→ **Assigned task**
Here is a set of records. Copy them all exactly.

****************

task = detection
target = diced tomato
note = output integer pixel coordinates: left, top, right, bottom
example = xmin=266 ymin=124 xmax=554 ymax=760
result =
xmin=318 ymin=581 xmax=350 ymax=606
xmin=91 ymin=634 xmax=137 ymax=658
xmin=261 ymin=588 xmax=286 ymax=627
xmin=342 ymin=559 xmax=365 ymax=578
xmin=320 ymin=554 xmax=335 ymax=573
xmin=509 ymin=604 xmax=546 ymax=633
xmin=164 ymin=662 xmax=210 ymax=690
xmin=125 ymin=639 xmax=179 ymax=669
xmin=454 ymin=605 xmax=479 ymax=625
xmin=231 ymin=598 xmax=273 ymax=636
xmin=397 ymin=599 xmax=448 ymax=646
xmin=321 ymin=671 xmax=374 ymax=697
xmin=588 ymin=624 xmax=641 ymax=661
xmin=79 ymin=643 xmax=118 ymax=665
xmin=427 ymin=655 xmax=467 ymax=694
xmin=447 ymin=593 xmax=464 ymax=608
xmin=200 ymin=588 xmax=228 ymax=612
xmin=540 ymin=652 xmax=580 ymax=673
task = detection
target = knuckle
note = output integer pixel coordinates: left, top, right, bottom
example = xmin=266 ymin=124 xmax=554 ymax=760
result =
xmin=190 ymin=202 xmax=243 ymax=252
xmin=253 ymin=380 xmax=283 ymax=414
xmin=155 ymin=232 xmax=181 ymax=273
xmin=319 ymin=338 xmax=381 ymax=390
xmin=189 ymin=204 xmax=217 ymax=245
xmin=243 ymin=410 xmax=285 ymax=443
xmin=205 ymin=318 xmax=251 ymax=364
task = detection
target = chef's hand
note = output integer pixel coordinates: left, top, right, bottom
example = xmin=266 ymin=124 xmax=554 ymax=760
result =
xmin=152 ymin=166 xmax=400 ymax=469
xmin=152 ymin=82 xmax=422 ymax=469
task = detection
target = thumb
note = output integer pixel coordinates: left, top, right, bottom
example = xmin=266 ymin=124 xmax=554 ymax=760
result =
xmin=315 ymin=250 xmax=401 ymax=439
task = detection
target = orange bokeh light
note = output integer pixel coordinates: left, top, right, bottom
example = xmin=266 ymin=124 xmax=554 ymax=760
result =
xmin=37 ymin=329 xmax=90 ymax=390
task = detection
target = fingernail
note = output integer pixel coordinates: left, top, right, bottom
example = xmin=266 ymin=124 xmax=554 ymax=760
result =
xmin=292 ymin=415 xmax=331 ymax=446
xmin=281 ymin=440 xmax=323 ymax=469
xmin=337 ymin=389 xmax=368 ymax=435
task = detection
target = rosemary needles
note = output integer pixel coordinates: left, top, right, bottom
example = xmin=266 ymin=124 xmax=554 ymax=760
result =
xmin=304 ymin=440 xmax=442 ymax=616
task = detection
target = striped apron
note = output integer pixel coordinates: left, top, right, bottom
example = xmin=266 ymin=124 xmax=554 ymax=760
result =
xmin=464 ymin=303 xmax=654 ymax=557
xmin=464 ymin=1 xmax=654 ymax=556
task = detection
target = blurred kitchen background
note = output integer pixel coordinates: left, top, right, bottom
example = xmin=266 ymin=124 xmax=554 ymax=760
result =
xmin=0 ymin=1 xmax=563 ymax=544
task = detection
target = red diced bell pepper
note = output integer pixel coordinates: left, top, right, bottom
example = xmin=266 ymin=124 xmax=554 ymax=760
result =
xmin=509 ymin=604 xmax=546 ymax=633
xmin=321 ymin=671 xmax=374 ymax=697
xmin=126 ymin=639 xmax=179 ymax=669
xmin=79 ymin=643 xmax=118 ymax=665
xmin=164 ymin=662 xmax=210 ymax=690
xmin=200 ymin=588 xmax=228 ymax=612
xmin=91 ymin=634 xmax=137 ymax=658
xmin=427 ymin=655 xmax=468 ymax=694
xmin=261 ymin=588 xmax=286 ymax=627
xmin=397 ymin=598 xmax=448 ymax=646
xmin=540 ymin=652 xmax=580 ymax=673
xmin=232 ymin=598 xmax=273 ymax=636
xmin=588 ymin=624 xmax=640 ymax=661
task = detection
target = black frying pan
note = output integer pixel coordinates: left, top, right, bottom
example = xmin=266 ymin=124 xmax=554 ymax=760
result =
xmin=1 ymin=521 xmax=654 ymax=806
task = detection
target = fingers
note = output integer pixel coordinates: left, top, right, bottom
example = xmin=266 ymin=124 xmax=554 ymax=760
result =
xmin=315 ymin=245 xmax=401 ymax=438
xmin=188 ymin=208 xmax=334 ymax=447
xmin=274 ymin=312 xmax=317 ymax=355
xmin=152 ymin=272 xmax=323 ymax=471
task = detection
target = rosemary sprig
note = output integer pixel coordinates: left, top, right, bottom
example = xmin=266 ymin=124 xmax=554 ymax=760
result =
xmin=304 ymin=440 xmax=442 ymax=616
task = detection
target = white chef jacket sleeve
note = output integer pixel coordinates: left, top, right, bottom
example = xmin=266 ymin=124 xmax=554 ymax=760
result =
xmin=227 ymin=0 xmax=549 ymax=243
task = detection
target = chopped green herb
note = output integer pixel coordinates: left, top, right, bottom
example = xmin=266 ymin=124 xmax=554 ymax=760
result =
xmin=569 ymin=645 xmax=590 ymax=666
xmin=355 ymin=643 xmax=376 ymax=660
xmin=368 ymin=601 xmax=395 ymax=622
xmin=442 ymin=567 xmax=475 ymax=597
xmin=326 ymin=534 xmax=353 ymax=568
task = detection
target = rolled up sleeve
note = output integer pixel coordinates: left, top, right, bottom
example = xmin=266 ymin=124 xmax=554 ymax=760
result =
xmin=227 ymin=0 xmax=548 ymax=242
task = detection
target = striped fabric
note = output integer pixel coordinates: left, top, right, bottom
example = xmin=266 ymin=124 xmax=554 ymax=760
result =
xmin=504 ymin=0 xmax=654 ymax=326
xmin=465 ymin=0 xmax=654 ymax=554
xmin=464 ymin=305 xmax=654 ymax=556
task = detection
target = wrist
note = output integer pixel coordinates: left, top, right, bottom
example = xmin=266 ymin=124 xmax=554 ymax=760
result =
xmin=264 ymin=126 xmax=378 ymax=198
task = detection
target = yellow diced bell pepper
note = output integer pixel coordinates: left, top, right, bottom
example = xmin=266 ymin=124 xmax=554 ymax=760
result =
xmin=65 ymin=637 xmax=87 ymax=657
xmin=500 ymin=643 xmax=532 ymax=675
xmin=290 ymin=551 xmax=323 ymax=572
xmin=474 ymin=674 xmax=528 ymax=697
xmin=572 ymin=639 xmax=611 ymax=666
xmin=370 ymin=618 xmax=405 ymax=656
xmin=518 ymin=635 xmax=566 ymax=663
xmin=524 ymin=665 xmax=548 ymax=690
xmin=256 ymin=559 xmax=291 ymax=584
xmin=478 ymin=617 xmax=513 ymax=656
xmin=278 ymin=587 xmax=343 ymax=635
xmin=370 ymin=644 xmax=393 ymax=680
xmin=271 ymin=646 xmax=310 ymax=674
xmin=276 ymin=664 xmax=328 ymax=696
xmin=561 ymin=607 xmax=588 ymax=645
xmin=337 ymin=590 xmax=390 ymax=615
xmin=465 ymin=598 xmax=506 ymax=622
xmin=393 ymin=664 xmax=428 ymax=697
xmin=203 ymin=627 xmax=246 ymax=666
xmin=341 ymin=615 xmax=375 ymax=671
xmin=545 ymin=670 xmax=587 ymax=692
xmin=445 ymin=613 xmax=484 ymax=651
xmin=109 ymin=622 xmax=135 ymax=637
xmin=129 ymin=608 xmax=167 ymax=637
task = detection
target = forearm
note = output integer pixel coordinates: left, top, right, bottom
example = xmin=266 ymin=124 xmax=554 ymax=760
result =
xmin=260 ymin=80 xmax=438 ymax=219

****************

→ **Solution below**
task = detection
target = diced tomato
note = output integer pixel coordinates: left, top, right, bottom
example = xmin=266 ymin=124 xmax=554 ymax=760
result =
xmin=318 ymin=581 xmax=350 ymax=606
xmin=91 ymin=634 xmax=137 ymax=658
xmin=261 ymin=588 xmax=286 ymax=627
xmin=342 ymin=559 xmax=365 ymax=578
xmin=320 ymin=554 xmax=335 ymax=573
xmin=509 ymin=604 xmax=546 ymax=633
xmin=164 ymin=662 xmax=210 ymax=690
xmin=125 ymin=639 xmax=179 ymax=669
xmin=454 ymin=605 xmax=479 ymax=625
xmin=231 ymin=598 xmax=273 ymax=636
xmin=397 ymin=599 xmax=448 ymax=646
xmin=321 ymin=671 xmax=374 ymax=697
xmin=588 ymin=624 xmax=641 ymax=661
xmin=79 ymin=643 xmax=118 ymax=665
xmin=427 ymin=655 xmax=467 ymax=694
xmin=447 ymin=593 xmax=464 ymax=608
xmin=200 ymin=588 xmax=228 ymax=612
xmin=540 ymin=652 xmax=580 ymax=673
task = detection
target = knuckle
note = output integer pixel coordinates: left, top, right, bottom
example = xmin=266 ymin=124 xmax=554 ymax=760
result =
xmin=190 ymin=202 xmax=243 ymax=252
xmin=253 ymin=380 xmax=283 ymax=414
xmin=155 ymin=232 xmax=181 ymax=273
xmin=319 ymin=338 xmax=381 ymax=390
xmin=189 ymin=204 xmax=217 ymax=245
xmin=243 ymin=410 xmax=285 ymax=443
xmin=205 ymin=318 xmax=251 ymax=364
task = detection
target = chef's hand
note = output integer pixel coordinates: left, top, right, bottom
example = xmin=266 ymin=124 xmax=554 ymax=760
result =
xmin=152 ymin=166 xmax=400 ymax=469
xmin=152 ymin=82 xmax=422 ymax=469
task = detection
target = thumb
note = output integer pixel coordinates: left, top, right, bottom
example = xmin=266 ymin=124 xmax=554 ymax=760
result =
xmin=315 ymin=250 xmax=401 ymax=439
task = detection
target = orange bokeh light
note = output integer pixel coordinates: left, top, right, bottom
example = xmin=266 ymin=124 xmax=554 ymax=760
result =
xmin=37 ymin=329 xmax=90 ymax=390
task = detection
target = fingernail
note = output integer pixel coordinates: left, top, right, bottom
example = xmin=266 ymin=124 xmax=554 ymax=760
result =
xmin=292 ymin=415 xmax=331 ymax=446
xmin=281 ymin=440 xmax=323 ymax=469
xmin=337 ymin=389 xmax=368 ymax=435
task = detection
target = rosemary needles
note = output integer pixel coordinates: left, top, right, bottom
example = xmin=266 ymin=124 xmax=554 ymax=760
result =
xmin=304 ymin=440 xmax=442 ymax=616
task = detection
target = striped apron
note = output integer pixel coordinates: left, top, right, bottom
example = xmin=266 ymin=124 xmax=554 ymax=760
result =
xmin=464 ymin=303 xmax=654 ymax=557
xmin=464 ymin=1 xmax=654 ymax=556
task = detection
target = blurred kitchen background
note = output integer pixel coordinates: left, top, right, bottom
example = xmin=266 ymin=124 xmax=554 ymax=760
result =
xmin=0 ymin=1 xmax=563 ymax=544
task = detection
target = red diced bell pepper
note = output integer pixel coordinates: left, top, right, bottom
example = xmin=266 ymin=124 xmax=554 ymax=760
result =
xmin=509 ymin=604 xmax=546 ymax=633
xmin=321 ymin=671 xmax=374 ymax=697
xmin=126 ymin=639 xmax=179 ymax=669
xmin=79 ymin=643 xmax=118 ymax=665
xmin=164 ymin=662 xmax=210 ymax=690
xmin=200 ymin=588 xmax=228 ymax=612
xmin=91 ymin=634 xmax=137 ymax=658
xmin=427 ymin=655 xmax=468 ymax=694
xmin=261 ymin=588 xmax=286 ymax=627
xmin=397 ymin=598 xmax=448 ymax=646
xmin=540 ymin=652 xmax=580 ymax=673
xmin=232 ymin=598 xmax=273 ymax=636
xmin=588 ymin=624 xmax=640 ymax=661
task = detection
target = black frying pan
note = output integer pixel coordinates: left, top, right, bottom
example = xmin=266 ymin=124 xmax=554 ymax=760
result =
xmin=1 ymin=521 xmax=654 ymax=806
task = detection
target = fingers
note = output integer pixel coordinates: left, top, right, bottom
example = xmin=266 ymin=124 xmax=554 ymax=760
result =
xmin=315 ymin=245 xmax=401 ymax=438
xmin=188 ymin=208 xmax=334 ymax=447
xmin=274 ymin=312 xmax=317 ymax=355
xmin=152 ymin=272 xmax=323 ymax=471
task = detection
target = rosemary sprig
note = output integer pixel coordinates: left, top, right, bottom
example = xmin=266 ymin=124 xmax=554 ymax=760
result =
xmin=304 ymin=440 xmax=442 ymax=616
task = detection
target = white chef jacket sleeve
note = output integer pixel coordinates: left, top, right, bottom
example = xmin=266 ymin=124 xmax=554 ymax=760
result =
xmin=227 ymin=0 xmax=549 ymax=243
task = detection
target = chopped green herb
note = output integer pixel coordinates: left, top, right, bottom
example = xmin=266 ymin=124 xmax=554 ymax=760
result =
xmin=569 ymin=645 xmax=590 ymax=666
xmin=355 ymin=643 xmax=376 ymax=660
xmin=368 ymin=601 xmax=395 ymax=622
xmin=442 ymin=567 xmax=475 ymax=597
xmin=326 ymin=534 xmax=353 ymax=568
task = detection
target = rolled up sleeve
note = output integer pixel coordinates: left, top, right, bottom
example = xmin=266 ymin=124 xmax=554 ymax=760
result =
xmin=227 ymin=0 xmax=548 ymax=242
task = detection
target = striped fabric
note = output integer pixel coordinates: left, top, right, bottom
example = xmin=266 ymin=124 xmax=554 ymax=760
result =
xmin=504 ymin=0 xmax=654 ymax=326
xmin=465 ymin=0 xmax=654 ymax=554
xmin=464 ymin=305 xmax=654 ymax=556
task = detection
target = wrist
note = output integer pixel coordinates: left, top, right, bottom
example = xmin=266 ymin=124 xmax=554 ymax=760
result =
xmin=264 ymin=126 xmax=378 ymax=198
task = detection
target = yellow diced bell pepper
note = output integer pixel coordinates: left, top, right, bottom
example = xmin=266 ymin=124 xmax=554 ymax=760
result =
xmin=65 ymin=637 xmax=87 ymax=657
xmin=500 ymin=643 xmax=532 ymax=675
xmin=290 ymin=551 xmax=323 ymax=572
xmin=474 ymin=674 xmax=528 ymax=697
xmin=572 ymin=639 xmax=611 ymax=666
xmin=370 ymin=618 xmax=405 ymax=656
xmin=518 ymin=635 xmax=566 ymax=663
xmin=524 ymin=665 xmax=548 ymax=690
xmin=256 ymin=559 xmax=291 ymax=584
xmin=478 ymin=617 xmax=513 ymax=656
xmin=278 ymin=587 xmax=343 ymax=635
xmin=370 ymin=644 xmax=393 ymax=680
xmin=271 ymin=646 xmax=310 ymax=674
xmin=276 ymin=664 xmax=328 ymax=696
xmin=561 ymin=607 xmax=588 ymax=645
xmin=337 ymin=590 xmax=390 ymax=615
xmin=465 ymin=598 xmax=506 ymax=622
xmin=393 ymin=664 xmax=428 ymax=697
xmin=203 ymin=627 xmax=246 ymax=666
xmin=341 ymin=615 xmax=375 ymax=671
xmin=545 ymin=670 xmax=587 ymax=692
xmin=445 ymin=613 xmax=484 ymax=651
xmin=109 ymin=622 xmax=135 ymax=637
xmin=129 ymin=608 xmax=167 ymax=637
task = detection
target = forearm
note = output integer pixel coordinates: left, top, right, bottom
example = xmin=266 ymin=124 xmax=554 ymax=760
result =
xmin=260 ymin=80 xmax=438 ymax=219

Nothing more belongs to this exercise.